● **Task details**:
Reproduce verbatim every line of the records from the line containing "Practice. Locate the green tree" through the final line of the records, both ends included.

● **Task data**:
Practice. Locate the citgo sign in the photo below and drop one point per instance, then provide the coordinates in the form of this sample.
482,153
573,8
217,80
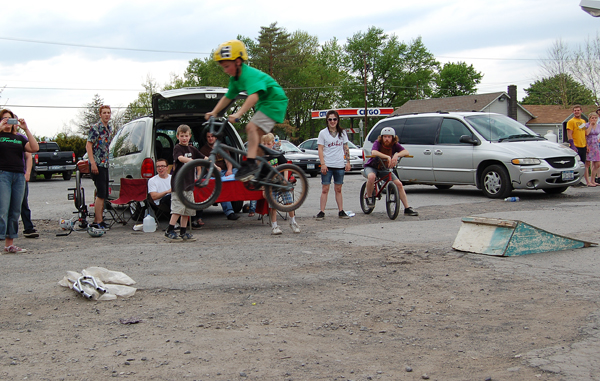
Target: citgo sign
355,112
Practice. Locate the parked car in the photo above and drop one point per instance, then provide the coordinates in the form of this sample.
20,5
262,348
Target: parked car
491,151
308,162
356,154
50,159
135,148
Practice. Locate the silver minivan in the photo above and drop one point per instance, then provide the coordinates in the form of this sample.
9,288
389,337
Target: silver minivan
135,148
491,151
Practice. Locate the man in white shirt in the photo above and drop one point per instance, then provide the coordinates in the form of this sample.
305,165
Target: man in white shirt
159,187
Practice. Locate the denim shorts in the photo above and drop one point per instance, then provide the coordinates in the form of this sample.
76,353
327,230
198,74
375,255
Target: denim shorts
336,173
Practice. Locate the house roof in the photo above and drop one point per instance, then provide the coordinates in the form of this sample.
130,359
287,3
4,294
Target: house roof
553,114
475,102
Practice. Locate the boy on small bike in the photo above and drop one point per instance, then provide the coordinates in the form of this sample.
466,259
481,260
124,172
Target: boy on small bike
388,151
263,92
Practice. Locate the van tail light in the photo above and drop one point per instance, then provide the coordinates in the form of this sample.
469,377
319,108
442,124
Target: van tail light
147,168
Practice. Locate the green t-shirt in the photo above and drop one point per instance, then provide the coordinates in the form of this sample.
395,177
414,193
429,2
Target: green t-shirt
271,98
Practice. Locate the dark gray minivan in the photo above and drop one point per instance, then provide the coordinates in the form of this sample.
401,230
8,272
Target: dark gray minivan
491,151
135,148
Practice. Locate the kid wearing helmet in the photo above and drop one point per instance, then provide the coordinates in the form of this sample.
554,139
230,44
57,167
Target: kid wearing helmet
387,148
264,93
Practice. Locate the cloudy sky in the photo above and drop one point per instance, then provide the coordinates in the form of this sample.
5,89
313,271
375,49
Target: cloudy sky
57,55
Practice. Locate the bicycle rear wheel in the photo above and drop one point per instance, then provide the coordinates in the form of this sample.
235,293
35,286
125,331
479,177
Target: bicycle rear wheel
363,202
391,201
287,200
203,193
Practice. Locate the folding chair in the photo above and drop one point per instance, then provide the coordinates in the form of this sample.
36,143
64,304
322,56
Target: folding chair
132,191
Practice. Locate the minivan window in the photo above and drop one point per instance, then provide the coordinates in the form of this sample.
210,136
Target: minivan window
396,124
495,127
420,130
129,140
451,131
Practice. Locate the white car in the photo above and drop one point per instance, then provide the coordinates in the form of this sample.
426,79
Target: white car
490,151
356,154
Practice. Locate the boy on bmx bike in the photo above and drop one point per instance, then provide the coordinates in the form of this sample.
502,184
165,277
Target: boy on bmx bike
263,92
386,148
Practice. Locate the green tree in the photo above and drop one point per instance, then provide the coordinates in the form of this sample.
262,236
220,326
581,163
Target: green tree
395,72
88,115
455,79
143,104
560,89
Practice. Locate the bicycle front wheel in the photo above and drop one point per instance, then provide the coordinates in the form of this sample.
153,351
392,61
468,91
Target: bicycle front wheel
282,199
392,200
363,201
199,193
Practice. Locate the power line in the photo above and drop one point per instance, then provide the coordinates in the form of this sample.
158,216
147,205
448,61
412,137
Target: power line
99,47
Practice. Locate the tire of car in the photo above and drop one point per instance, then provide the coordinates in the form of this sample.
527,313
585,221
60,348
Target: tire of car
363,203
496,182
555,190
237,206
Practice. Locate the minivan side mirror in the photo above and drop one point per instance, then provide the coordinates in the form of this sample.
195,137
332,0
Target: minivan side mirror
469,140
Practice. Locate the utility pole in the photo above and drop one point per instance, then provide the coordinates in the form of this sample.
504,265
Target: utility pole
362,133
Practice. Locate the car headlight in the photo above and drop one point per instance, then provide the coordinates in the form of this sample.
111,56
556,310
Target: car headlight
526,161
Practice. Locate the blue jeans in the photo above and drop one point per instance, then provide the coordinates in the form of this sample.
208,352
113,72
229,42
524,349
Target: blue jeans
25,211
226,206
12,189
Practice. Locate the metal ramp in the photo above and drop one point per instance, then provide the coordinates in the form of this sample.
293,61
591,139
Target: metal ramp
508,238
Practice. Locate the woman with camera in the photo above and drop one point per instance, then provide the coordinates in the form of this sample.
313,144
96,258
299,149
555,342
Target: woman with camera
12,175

● **Written response**:
Practice. Locate the green tree in the photo above and drop one point per instance, then provide the coordinates in the form of this sample.
262,236
220,326
581,163
Target: green tree
395,72
88,115
455,79
143,104
560,89
Practice. Locate the bicycle front wheel in the photo above and drop one point per instance, then provide the coordinates in the form of this sample.
153,351
392,61
468,91
Target: bicycle front wheel
282,199
392,200
363,201
199,193
Practice. Locate the power line in the photo above and drop one point per instance, then provide the coordinates in the form of this sample.
158,216
147,205
448,61
412,137
Target: power line
99,47
Practice. Locate the tire of car in the photo above and drop one point per instance, then provide the coordinates in the form of this sample.
527,313
585,221
60,348
Target: tire of car
363,203
496,182
555,190
237,206
Practice. Locate the minivan side mirror in the photo above and drop one point per instance, then provide the coordinates in the form of this sample.
195,137
332,0
Target: minivan side mirror
469,140
Practice. Locate the utility pole in the photo above and drop one point per instance, then provide the coordinates in the form of this sample.
504,265
Target: utility pole
362,133
Practice. Locate the car headlight in the photo above and drop one point per instance, then provide the coordinates in the form of this sample.
111,56
556,310
Target: car headlight
526,161
Practice. Locate the blue jeans in the photo above and drop one point per instance, then provide the coordinates in the form of this sample.
208,352
113,72
229,42
524,349
Target: blue jeans
25,211
226,206
12,189
Practice. Locate the metal ramp in the photo above and drop one point per instance, then provide the coordinates in the form of this sample.
293,61
591,139
Target: metal ramp
508,238
Practice. Locate the woman with camera in the photo above and drop one point per instance, then provide the coordinates in the form of this sample.
313,144
96,258
299,149
555,342
Target: woman with camera
12,175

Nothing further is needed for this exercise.